Rows from a pointing dataset
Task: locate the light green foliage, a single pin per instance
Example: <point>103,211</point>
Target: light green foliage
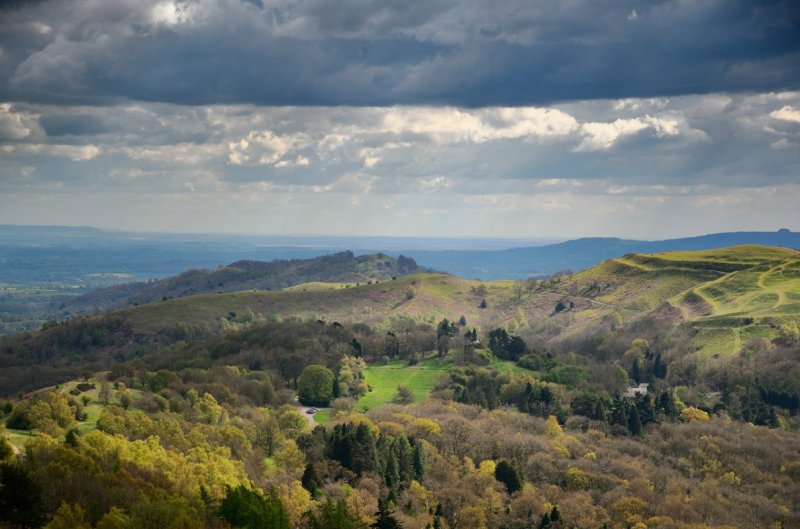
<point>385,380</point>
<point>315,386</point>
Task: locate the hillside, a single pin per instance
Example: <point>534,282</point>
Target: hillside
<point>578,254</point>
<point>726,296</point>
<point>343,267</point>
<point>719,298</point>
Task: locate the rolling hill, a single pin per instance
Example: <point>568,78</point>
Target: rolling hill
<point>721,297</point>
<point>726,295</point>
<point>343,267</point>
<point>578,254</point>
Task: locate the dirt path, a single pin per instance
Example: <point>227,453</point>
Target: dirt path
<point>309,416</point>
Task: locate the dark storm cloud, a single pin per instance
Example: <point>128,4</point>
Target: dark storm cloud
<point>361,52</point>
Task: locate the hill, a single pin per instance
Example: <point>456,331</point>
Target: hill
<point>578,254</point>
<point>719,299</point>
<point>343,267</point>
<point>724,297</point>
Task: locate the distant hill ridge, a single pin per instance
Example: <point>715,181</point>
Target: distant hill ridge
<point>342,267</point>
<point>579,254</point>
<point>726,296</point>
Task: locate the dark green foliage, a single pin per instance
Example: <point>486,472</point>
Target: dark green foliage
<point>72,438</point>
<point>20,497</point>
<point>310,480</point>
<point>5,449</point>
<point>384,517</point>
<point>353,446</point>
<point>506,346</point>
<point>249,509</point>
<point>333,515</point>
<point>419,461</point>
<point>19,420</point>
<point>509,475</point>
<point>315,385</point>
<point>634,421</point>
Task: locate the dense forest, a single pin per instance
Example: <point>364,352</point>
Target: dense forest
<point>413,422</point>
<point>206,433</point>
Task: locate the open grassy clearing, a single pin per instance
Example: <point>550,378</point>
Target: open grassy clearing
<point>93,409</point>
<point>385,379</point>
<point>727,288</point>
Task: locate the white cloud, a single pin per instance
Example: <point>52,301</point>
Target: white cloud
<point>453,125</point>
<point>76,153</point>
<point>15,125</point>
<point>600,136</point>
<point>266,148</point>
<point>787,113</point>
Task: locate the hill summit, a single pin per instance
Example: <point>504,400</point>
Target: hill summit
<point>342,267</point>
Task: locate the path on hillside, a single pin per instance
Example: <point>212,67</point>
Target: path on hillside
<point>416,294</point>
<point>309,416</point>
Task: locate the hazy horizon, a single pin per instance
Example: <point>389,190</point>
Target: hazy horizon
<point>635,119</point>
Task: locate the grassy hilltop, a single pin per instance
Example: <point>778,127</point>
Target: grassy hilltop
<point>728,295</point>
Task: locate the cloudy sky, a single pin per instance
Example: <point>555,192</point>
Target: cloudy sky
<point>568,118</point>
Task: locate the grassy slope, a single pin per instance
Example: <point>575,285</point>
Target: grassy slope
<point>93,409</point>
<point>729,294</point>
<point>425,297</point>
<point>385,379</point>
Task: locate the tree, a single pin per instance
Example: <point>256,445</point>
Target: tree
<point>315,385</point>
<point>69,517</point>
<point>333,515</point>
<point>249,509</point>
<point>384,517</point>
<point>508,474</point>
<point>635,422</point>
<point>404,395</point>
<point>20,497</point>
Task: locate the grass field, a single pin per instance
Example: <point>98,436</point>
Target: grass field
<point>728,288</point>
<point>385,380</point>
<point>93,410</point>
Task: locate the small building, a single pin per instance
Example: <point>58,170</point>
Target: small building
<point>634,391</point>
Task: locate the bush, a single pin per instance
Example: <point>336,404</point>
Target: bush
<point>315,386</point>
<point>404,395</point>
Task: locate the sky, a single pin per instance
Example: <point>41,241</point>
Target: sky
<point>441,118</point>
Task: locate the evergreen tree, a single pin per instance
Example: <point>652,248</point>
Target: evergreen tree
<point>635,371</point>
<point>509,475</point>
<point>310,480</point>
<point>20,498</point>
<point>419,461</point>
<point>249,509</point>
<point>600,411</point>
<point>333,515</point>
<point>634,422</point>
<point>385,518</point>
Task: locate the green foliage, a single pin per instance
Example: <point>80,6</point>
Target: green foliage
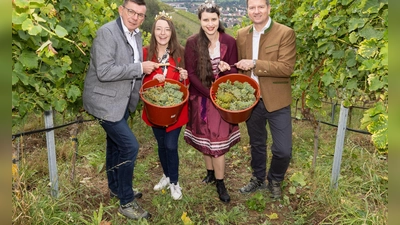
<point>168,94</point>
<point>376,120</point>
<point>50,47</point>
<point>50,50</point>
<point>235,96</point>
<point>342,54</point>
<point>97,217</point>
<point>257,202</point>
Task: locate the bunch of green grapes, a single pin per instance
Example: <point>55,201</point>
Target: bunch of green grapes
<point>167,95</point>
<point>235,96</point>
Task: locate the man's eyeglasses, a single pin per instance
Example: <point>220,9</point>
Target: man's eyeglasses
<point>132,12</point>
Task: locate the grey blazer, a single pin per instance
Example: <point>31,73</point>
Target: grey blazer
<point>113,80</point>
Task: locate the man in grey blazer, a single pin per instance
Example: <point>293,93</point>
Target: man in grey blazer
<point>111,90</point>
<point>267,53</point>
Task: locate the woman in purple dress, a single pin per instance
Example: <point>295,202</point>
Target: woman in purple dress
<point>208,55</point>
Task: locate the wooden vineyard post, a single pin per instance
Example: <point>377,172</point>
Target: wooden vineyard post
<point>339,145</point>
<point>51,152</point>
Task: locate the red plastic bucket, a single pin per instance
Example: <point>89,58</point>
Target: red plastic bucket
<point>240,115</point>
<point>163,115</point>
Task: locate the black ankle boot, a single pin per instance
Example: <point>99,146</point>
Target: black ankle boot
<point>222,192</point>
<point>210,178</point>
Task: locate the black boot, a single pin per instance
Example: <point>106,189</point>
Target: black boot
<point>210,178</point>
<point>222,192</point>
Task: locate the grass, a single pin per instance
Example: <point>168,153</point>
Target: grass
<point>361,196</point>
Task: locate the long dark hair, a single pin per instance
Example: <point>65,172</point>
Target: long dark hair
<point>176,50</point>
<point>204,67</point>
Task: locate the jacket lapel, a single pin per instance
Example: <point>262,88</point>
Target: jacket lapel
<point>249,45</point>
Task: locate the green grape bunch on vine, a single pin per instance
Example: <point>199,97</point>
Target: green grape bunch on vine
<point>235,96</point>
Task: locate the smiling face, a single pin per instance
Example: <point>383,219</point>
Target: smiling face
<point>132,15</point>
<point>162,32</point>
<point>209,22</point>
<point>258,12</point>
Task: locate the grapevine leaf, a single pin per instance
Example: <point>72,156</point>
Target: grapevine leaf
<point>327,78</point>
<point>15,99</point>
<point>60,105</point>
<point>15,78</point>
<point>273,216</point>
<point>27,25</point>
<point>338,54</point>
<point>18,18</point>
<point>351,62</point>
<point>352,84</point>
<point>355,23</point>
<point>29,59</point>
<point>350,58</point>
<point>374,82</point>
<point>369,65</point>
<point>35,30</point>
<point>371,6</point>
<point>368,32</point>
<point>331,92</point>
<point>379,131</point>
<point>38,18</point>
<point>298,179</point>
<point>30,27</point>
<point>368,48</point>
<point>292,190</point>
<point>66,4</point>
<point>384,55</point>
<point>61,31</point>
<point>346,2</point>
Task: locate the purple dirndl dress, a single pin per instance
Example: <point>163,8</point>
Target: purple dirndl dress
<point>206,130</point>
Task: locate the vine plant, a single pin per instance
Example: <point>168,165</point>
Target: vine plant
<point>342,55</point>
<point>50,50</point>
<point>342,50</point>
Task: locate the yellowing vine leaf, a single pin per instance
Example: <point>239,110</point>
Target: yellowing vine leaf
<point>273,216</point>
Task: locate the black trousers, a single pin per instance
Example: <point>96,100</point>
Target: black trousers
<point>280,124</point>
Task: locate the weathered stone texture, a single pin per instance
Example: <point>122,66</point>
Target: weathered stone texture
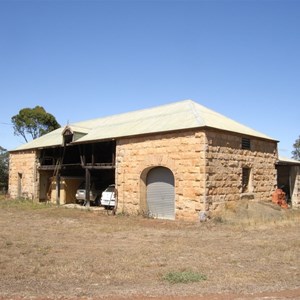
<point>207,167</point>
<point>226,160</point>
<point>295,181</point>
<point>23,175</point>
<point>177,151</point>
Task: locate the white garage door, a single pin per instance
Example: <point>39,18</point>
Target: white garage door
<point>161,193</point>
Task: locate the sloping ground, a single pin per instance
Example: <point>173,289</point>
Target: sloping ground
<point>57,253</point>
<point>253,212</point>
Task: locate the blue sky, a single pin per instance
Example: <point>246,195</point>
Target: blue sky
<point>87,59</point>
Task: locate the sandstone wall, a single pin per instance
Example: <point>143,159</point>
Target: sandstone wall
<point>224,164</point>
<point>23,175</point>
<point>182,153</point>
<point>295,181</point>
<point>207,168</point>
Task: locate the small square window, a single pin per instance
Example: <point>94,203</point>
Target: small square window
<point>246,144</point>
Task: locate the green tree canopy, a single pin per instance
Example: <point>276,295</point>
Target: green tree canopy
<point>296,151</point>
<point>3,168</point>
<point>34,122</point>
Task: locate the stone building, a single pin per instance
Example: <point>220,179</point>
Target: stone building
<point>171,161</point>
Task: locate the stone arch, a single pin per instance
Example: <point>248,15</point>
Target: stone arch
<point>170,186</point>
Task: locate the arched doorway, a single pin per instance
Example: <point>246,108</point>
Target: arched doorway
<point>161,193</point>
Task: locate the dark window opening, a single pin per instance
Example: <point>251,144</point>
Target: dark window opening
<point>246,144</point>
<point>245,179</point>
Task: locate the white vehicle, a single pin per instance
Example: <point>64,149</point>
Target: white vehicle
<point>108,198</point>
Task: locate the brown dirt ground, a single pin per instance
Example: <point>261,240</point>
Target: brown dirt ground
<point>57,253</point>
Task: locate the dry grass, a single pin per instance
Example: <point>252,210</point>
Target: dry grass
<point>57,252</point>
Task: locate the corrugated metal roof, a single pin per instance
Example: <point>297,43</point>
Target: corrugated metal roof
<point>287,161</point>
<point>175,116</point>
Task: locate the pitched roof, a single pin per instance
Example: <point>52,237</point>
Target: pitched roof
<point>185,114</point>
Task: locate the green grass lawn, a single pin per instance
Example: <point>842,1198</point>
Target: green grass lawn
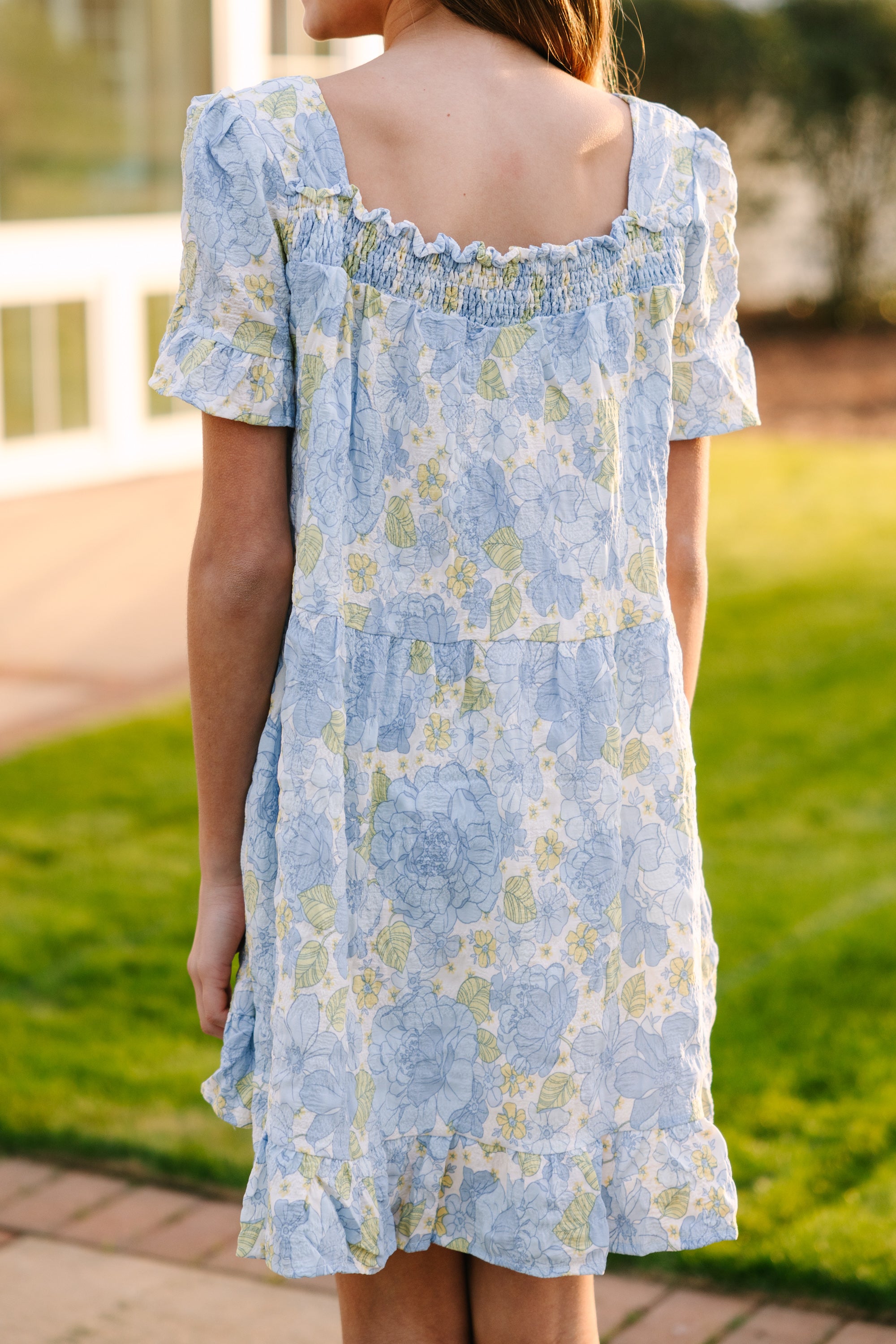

- The problem
Copy, without any change, the part of the material that opens with the line containing "Task: locate the path" and closes with the line containing "<point>635,119</point>", including both of those lines.

- Output
Task: locate the path on hillside, a single pin per instance
Example: <point>212,67</point>
Target: path on hillside
<point>416,294</point>
<point>309,416</point>
Task: locate the hazy horizon, a single pin per instance
Example: <point>389,190</point>
Target: hazy horizon
<point>635,119</point>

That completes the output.